TASK BRIEF: Can you pull the passage of the Hpricot thread from "If it's yours, organize" to "by the container." and copy it word for word?

SELECTED EXTRACT:
━━━━━━━━━━━━━━━━━━━━━━━━━━━━━━
Is this your html, or are you scraping someone else's html?
If it's yours, organize your html differently... if you know you want to
be processing a section at a time, wrap those sections with an
identifiable container, then scope your searches by the container.
(doc/"div").each do |dv|
this_h3 = (dv/"h3")
if this_h3.inner_html == "blah2"
(dv/"li").each do |li|
puts li.inner_html
end
end
end
emits just c, and d
If its someone else's html in that format, you'll probably have to go
elem by elem for the whole doc with state machine-ish code to track what
you've seen previously since there doesn't seem to be any real 'path' to
the li's per h3.
Your html is still flat, so you have to work with the patterns that you
see.
You have:
span
li
li
li
span
li
li
li
etc...
An ugly, brute force, one case solution is to:
read the page with Hpricot
remove the header
convert it to a simple string representation
stick your opening tag '<see>' at the head
stick your closing tag and a div end '</div></see>' at the tail
change all '<span>' to '</div><div><span>'
doctor up the new head from '<see></div><div>' to just '<see><div>'
re-create your Hproicot doc from the modified string
Please don't top post, it annoys readers on this list and makes it
less likely that you will get help.
I have not used hpricot but if I were in your situation the first
thing I would do is carefully look through the documentation for
hpricot. Have you done that?
━━━━━━━━━━━━━━━━━━━━━━━━━━━━━━
ENTRIES SHOWN:
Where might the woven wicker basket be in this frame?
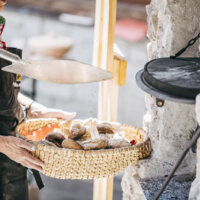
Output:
[17,121,151,179]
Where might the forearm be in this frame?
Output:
[18,93,76,119]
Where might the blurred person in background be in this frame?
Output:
[0,0,76,200]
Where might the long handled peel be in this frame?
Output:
[0,49,113,84]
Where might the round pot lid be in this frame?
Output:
[143,58,200,99]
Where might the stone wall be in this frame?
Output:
[122,0,200,200]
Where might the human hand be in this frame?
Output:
[27,102,76,119]
[0,136,44,171]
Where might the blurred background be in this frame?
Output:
[2,0,149,200]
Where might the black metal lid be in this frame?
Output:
[143,58,200,99]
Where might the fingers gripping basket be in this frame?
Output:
[17,121,151,179]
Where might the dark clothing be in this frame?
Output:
[0,48,28,200]
[0,154,28,200]
[0,48,24,134]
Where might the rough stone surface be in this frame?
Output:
[122,0,200,200]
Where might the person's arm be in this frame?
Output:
[0,136,44,171]
[18,93,76,119]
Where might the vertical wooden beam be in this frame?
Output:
[93,0,118,200]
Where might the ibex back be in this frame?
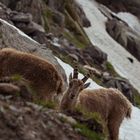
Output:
[0,48,62,100]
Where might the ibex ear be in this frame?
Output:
[84,82,90,89]
[69,73,72,81]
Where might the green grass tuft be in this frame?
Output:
[73,123,104,140]
[34,100,56,109]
━━━━━━━━━━━━━━━━━━━━━━━━━━━━━━
TASK RESULT:
If it's yours, organize your html differently... if you know you want to
be processing a section at a time, wrap those sections with an
identifiable container, then scope your searches by the container.